## Start LISTING
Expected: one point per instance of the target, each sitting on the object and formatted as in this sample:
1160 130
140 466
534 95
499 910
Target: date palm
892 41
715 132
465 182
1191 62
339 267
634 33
## End LISTING
■ EXERCISE DETAILS:
Could you write out every line of the rows above again, requests included, with each point coordinate in the answers multiplied by 1.3 and rounded to a whole number, halves rounding up? Keep the numbers in the requests and their format samples unchanged.

■ SOLUTION TO THE EXERCISE:
Expected: one point per instance of the target, each sitting on the object and formatted as in this sample:
1160 130
140 466
534 95
499 910
Target: date palm
1160 53
930 172
605 237
1548 81
441 347
824 43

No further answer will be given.